_Zitierter Abschnitt_.
Enzo Traverso über Götz Alys ›Hitlers Volksstaat‹

Aus Sorge um das Volkswohl?

In den letzten 15 Jahren hat sich Götz Aly einen bedeutenden Platz in der Geschichtsschreibung über den Holocaust gesichert. Seine Arbeiten sind immer originell und voll neuer Erkenntnisse. Sie nötigen uns, Probleme unter ungewohnten Blickwinkeln anzugehen und erregen leidenschaftliche Debatten. Leider beschränken sie sich nicht darauf, neue Forschungspfade zu erschließen, fast immer haben sie den Mangel, diese ins Extreme zu radikalisieren, weil die Sichtweise einseitig ist und deshalb unvermeidlich zu anfechtbaren Schlussfolgerungen führt. Sein jüngstes Werk (Götz Aly: Hitlers Volksstaat. Raub, Rassenkrieg und nationaler Sozialismus, Frankfurt 2005) bildet keine Ausnahme.

_Übungsaufgabe 1_. Stimmen die folgenden Aussagen mit der Rezension über Götz Alys Buch überein? Antworte jeweils mit Ja oder Nein und zitiere die entscheidenden Worte der Rezension wörtlich. (a) Alys Arbeiten lösen leidenschaftliche Debatten aus. (b) Das jüngste Werk Alys bildet eine Ausnahme. (c) Aly hat sich in den letzten 20 Jahren einen bedeutenden Platz in der Geschichtsschreibung über den Holocaust gesichert.
_Übungsaufgabe 2_. Gib den Teil der Rezension über Götz Alys Buch wortgetreu wieder, der mit den Worten beginnt, die „In den letzten“ enthalten, und mit „bildet keine Ausnahme.“ schließt.

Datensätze
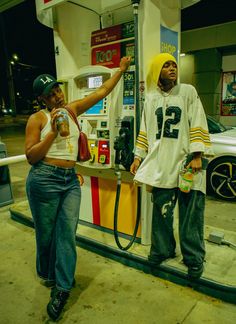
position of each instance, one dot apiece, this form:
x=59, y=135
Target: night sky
x=22, y=34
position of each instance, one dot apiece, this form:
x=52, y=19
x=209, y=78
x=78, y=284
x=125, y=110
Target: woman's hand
x=125, y=63
x=54, y=115
x=135, y=165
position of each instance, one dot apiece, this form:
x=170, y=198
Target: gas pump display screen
x=94, y=82
x=96, y=109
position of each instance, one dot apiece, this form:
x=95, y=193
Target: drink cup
x=63, y=122
x=186, y=180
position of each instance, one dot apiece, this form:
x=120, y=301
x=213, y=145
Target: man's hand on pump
x=135, y=165
x=125, y=63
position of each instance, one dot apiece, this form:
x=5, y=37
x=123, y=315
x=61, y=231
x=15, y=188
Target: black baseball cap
x=43, y=84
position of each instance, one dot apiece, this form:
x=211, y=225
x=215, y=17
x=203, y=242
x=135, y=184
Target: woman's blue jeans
x=54, y=196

_Fertige Antwort 1_.
(a) Ja: „erregen leidenschaftliche Debatten“
(b) Nein: „bildet keine Ausnahme“
(c) Nein: „In den letzten 15 Jahren“

_Fertige Antwort 2_.
In den letzten 15 Jahren hat sich Götz Aly einen bedeutenden Platz in der Geschichtsschreibung über den Holocaust gesichert. Seine Arbeiten sind immer originell und voll neuer Erkenntnisse. Sie nötigen uns, Probleme unter ungewohnten Blickwinkeln anzugehen und erregen leidenschaftliche Debatten. Leider beschränken sie sich nicht darauf, neue Forschungspfade zu erschließen, fast immer haben sie den Mangel, diese ins Extreme zu radikalisieren, weil die Sichtweise einseitig ist und deshalb unvermeidlich zu anfechtbaren Schlussfolgerungen führt. Sein jüngstes Werk (Götz Aly: Hitlers Volksstaat. Raub, Rassenkrieg und nationaler Sozialismus, Frankfurt 2005) bildet keine Ausnahme.